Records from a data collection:
-=-=-=-=-
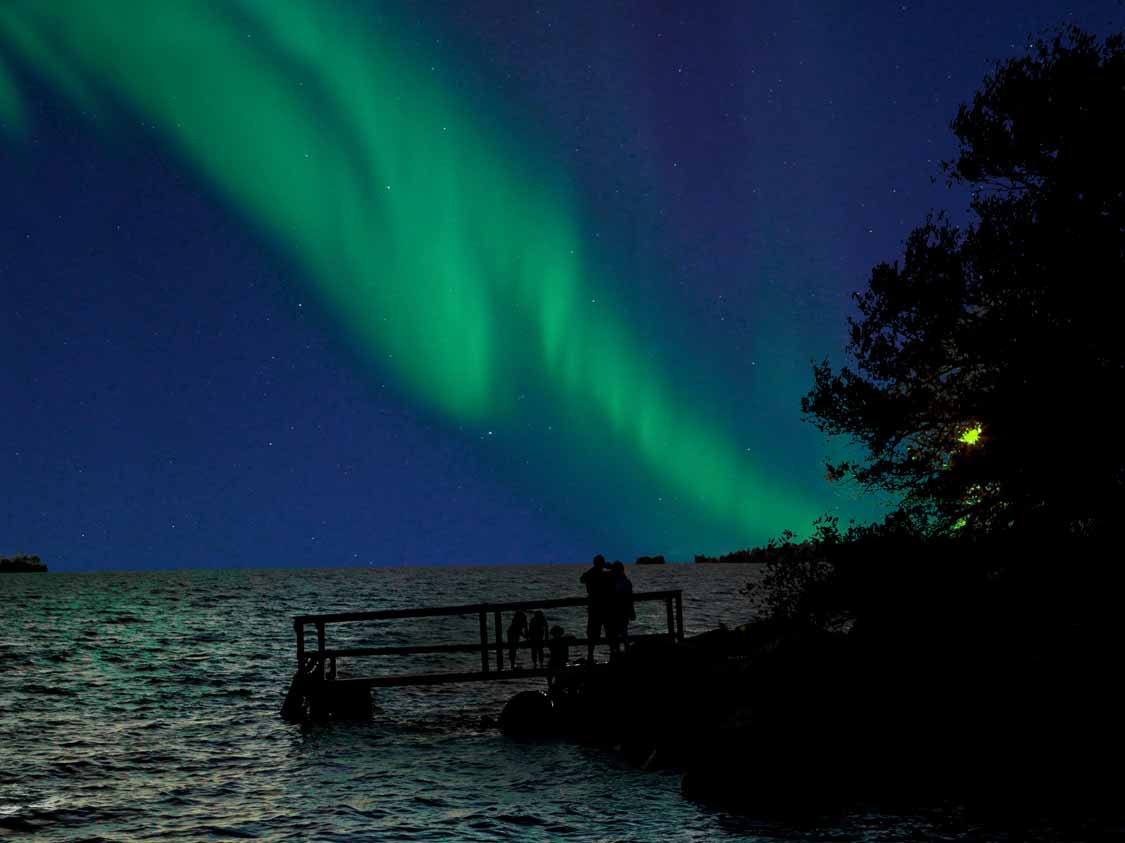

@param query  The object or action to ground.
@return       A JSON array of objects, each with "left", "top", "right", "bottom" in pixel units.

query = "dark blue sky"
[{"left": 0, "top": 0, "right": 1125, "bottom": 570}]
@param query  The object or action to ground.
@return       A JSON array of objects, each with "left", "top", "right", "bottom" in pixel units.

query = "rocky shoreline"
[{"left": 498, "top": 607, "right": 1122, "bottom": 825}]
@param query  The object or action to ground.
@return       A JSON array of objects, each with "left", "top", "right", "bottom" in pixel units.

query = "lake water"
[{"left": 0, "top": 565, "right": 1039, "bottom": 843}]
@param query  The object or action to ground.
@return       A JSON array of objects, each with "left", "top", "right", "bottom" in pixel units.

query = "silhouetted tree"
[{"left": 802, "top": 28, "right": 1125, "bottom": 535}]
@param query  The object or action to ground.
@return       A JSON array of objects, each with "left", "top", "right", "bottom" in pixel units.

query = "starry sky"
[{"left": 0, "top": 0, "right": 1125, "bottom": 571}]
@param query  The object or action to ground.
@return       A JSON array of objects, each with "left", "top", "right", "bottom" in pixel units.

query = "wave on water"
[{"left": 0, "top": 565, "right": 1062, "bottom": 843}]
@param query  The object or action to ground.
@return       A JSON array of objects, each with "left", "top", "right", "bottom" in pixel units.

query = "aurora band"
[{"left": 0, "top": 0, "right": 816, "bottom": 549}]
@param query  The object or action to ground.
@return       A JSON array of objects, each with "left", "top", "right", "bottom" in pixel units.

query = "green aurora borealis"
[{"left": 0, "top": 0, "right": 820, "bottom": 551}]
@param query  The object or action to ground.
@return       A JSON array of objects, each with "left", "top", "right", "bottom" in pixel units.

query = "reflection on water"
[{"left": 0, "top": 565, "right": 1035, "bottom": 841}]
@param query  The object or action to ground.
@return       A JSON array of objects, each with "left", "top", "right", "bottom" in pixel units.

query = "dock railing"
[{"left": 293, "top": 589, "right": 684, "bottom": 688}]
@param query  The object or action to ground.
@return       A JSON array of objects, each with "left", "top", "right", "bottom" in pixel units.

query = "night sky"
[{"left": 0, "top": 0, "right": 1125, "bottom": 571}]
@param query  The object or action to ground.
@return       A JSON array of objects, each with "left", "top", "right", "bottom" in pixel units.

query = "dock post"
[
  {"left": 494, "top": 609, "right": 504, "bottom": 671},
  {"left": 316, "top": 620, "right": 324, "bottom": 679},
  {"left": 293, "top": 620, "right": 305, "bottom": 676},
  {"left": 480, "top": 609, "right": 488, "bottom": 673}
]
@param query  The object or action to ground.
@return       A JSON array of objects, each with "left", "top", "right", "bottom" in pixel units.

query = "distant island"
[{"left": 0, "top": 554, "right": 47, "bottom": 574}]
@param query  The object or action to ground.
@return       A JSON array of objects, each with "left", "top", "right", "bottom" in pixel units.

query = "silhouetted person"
-=-=-=-=-
▶ **Work to do**
Gather every line of the records above that contains the string "silhouetted".

▶ **Finished exercise**
query = "silhouetted tree"
query = "silhouetted person"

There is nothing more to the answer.